### GIVEN REQUEST:
Turn every line of the records below into a Markdown table with the columns Row and Line, numbering each row and omitting blank lines. Leave the pictures out.

### EXERCISE INPUT:
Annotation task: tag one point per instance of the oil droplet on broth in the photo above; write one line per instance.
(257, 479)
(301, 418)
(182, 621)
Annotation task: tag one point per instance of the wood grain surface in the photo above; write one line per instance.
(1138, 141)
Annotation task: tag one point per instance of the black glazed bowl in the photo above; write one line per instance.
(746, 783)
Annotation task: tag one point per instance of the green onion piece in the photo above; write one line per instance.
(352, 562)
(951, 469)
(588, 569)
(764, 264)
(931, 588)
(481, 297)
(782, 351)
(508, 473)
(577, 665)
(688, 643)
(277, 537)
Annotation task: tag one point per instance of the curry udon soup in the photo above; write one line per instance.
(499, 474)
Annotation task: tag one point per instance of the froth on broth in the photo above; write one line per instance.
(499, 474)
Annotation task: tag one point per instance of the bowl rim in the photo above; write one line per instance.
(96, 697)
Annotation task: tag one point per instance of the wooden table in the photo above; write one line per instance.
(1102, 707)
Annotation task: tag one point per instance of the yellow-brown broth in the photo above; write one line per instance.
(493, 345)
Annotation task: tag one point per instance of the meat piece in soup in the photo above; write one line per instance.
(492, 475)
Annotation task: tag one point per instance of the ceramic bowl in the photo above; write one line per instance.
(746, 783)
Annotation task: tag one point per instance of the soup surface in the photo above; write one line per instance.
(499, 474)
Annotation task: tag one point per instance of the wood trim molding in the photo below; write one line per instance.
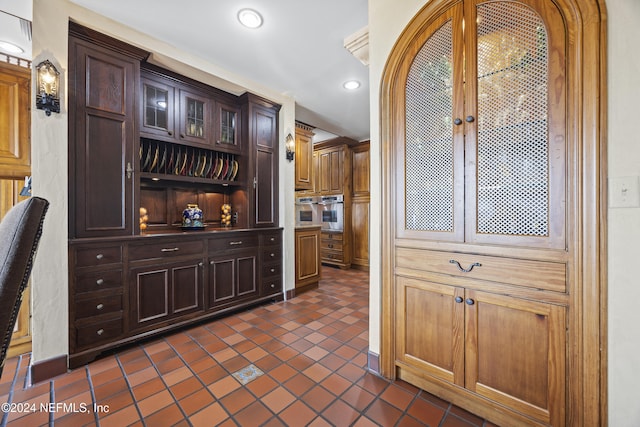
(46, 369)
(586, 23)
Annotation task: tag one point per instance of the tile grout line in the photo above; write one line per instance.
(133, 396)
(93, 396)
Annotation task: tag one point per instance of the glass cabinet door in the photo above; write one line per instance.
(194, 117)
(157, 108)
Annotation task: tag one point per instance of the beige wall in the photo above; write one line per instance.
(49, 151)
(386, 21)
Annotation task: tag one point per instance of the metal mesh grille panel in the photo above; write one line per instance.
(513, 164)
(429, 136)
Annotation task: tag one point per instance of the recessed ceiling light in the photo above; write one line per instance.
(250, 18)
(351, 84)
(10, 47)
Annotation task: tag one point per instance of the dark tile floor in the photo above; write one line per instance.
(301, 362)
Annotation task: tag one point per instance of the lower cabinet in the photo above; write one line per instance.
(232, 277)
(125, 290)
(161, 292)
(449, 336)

### SOLUTION TO THIS PROBLEM:
| Row | Line |
|---|---|
| 1 | Annotation task: tag one point per instance of the oil droplet on broth in the photo above; write one line per instance. |
| 2 | (257, 479) |
| 3 | (301, 418) |
| 4 | (182, 621) |
| 5 | Annotation task: tag one point per instance of the wood grain surface in the photo above; write one line per instance. |
| 6 | (1138, 141) |
| 7 | Annotation task: tag one point per instance of the black glazed bowl in the photo above; write one line per instance. |
| 8 | (746, 783) |
| 9 | Annotation task: tag one point per instance of the green onion piece in the photo above; write one line per instance. |
| 10 | (352, 562) |
| 11 | (951, 469) |
| 12 | (588, 569) |
| 13 | (764, 264) |
| 14 | (931, 588) |
| 15 | (481, 297) |
| 16 | (782, 351) |
| 17 | (508, 473) |
| 18 | (577, 665) |
| 19 | (688, 643) |
| 20 | (277, 537) |
| 21 | Annotation task: tag one point per instance of the curry udon soup in the photo above; write one line per instance. |
| 22 | (499, 474) |
| 23 | Annotation task: tag one point per instance of the froth on broth in the photo above; write one line per instance. |
| 24 | (499, 474) |
| 25 | Annotation task: tag one point per instance of the bowl rim in the photo above; write one line per instance. |
| 26 | (96, 697) |
| 27 | Annotation task: tag one point per instance of the wooden table in the photo above; write one line per instance. |
| 28 | (1102, 707) |
| 29 | Annotation task: tag one point per instance of the yellow-brown broth in the photo above; write one line per instance. |
| 30 | (493, 345) |
| 31 | Annotation task: tag one point per instance of the meat piece in soup in the photo above; write one line per instance. |
| 32 | (492, 475) |
| 33 | Annotation task: tag one point per instance of the ceramic bowl in the photo above; write one line per instance. |
| 34 | (746, 783) |
| 35 | Annotation task: tag one point per instance of the soup surface in the photo above; write one line per instance. |
| 36 | (499, 474) |
| 37 | Annotation task: tag one point per instance of the wood trim molding in the photo below; write one line per instance. |
| 38 | (46, 369) |
| 39 | (586, 23) |
| 40 | Annotation task: tag one point per instance of the tile grout line in the photo above; write one line per instance. |
| 41 | (133, 396) |
| 42 | (93, 396) |
| 43 | Annotation task: tag one point per instance of the glass cabinet door in the photo above; write one line per instance. |
| 44 | (194, 117) |
| 45 | (157, 108) |
| 46 | Annotation task: tag one point per instance of the beige wall in the photo above; write one line per instance. |
| 47 | (49, 151) |
| 48 | (386, 21) |
| 49 | Annotation task: tag one point per instance of the metal mesh grille panel in the photo above; write one line per instance. |
| 50 | (513, 164) |
| 51 | (429, 136) |
| 52 | Annotation task: tag one point per instance of the recessed ceiling light in the photo above; write one line per instance. |
| 53 | (250, 18) |
| 54 | (351, 84) |
| 55 | (10, 47) |
| 56 | Annotation task: tag one point per instance of the dark tile floor in the photo above; write one line per instance. |
| 57 | (301, 362) |
| 58 | Annotation task: tag one point per instance of the lower cabinet in the photo above; write one line per instance. |
| 59 | (232, 277) |
| 60 | (125, 290) |
| 61 | (161, 292) |
| 62 | (449, 336) |